[Labeled-object pointing entries]

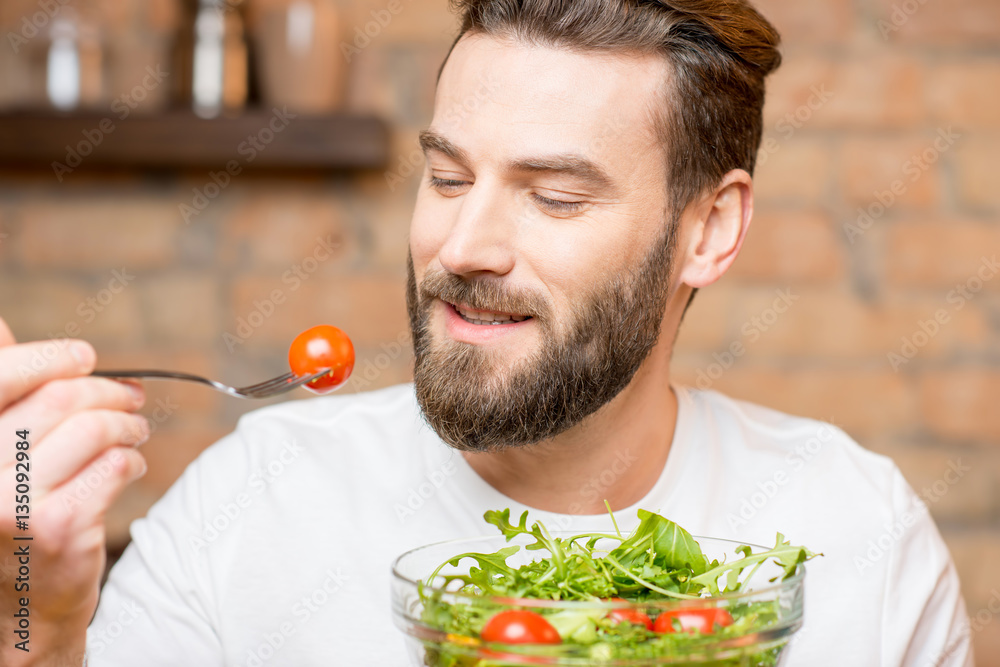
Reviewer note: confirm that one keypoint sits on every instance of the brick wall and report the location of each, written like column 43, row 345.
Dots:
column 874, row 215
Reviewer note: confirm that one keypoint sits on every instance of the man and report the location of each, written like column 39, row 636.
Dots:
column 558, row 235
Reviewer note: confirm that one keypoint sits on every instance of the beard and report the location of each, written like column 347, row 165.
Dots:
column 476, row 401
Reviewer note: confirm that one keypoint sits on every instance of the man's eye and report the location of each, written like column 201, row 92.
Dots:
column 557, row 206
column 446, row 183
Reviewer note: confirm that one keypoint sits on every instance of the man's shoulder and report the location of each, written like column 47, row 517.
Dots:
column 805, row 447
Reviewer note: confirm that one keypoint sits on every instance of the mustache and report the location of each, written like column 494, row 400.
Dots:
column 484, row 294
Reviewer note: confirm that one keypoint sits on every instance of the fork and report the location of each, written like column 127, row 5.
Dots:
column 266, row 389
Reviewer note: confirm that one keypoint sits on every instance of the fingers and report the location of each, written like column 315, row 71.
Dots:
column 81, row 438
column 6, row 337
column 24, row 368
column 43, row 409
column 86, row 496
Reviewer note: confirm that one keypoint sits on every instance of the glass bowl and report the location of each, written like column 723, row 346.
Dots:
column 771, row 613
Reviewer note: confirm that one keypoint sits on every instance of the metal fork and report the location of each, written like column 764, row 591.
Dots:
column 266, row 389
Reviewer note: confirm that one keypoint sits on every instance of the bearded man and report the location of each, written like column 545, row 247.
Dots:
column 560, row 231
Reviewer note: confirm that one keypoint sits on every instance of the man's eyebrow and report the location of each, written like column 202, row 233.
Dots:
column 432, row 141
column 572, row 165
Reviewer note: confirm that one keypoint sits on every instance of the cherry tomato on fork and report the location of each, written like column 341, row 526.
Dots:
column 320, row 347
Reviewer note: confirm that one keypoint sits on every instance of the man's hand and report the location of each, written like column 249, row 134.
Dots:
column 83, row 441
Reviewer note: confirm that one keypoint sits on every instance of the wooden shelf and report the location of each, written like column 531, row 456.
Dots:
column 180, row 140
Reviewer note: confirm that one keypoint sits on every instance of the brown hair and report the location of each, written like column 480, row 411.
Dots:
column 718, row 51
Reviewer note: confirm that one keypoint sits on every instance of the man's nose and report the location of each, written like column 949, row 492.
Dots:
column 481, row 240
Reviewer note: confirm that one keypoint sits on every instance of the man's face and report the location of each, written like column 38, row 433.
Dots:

▶ _WHAT IS ASKED_
Reproduce these items line for line, leaving out the pictures.

▶ _RESULT OF THE EXERCISE_
Reviewer note: confirm that one keypoint sits on every instance of the brick wall and report the location of each, written like column 43, row 345.
Dots:
column 874, row 215
Reviewer note: confirm that one keypoint sits on every instance of the man and report the location of each, written like column 39, row 636.
Dots:
column 558, row 235
Reviewer note: confirm that one keypoint sits on every instance of the beard and report the location of each, written like column 347, row 165.
Dots:
column 476, row 401
Reviewer note: confirm that one keypoint sits on every instance of the man's eye and report the location of each, written like column 201, row 92.
Dots:
column 557, row 206
column 446, row 183
Reviewer note: confirm that one keypoint sits on every instance of the man's shoulder and report the location of each, written like column 47, row 517.
Dots:
column 805, row 447
Reviewer note: confirm that one keypoint sits on every instance of the mustache and report the location of each, written like column 494, row 400.
Dots:
column 484, row 294
Reviewer note: confirm that one keypoint sits on every instance of the fork and report the location of each, written like column 127, row 5.
Dots:
column 266, row 389
Reviewer note: confirm that one keypoint sits on every instance of the fingers and report the location of each, written like column 315, row 71.
Dots:
column 81, row 438
column 6, row 337
column 24, row 368
column 43, row 409
column 86, row 496
Reviewer note: confirm that one keypoint sits on every instance of the glass bowl and report the location of each, written like column 723, row 346.
Dots:
column 771, row 613
Reviewer note: confirm that one keypoint sits on every instance of the metal fork and report the location of each, written like column 764, row 591.
Dots:
column 266, row 389
Reviewer note: confirm that one keypoint sits on every instance of the bearded man and report the location of each, written like column 545, row 247.
Dots:
column 560, row 231
Reviewer note: confirm that one keypoint sits on every instance of the man's eyebrow and report the location of each, written like column 202, row 233.
Dots:
column 432, row 141
column 572, row 165
Reviewer note: confirm that one keypoint sits on every instance of the cherry tomato on fork and report the location of each, written like column 341, row 526.
Dots:
column 320, row 347
Reviewer note: confirm that one keypoint sits on every instance of the man's hand and report the location of each, written like column 249, row 134.
Dots:
column 83, row 441
Reviewer note: confirm that one keypoint sits on every instance of the wooden shelf and report the location of each, written like column 531, row 456.
Dots:
column 180, row 140
Reviewer note: confirm that one keypoint sits on every instance of the brown hair and report the location of each, written like column 480, row 411.
Dots:
column 718, row 51
Reviewer note: confirm that one keypoint sits on every instance of the man's nose and report the location of each, written like column 949, row 492.
Dots:
column 481, row 240
Reviewer note: confirm that one keypoint sits on every instance of the man's face and report the location of each, written like column 38, row 433.
Dots:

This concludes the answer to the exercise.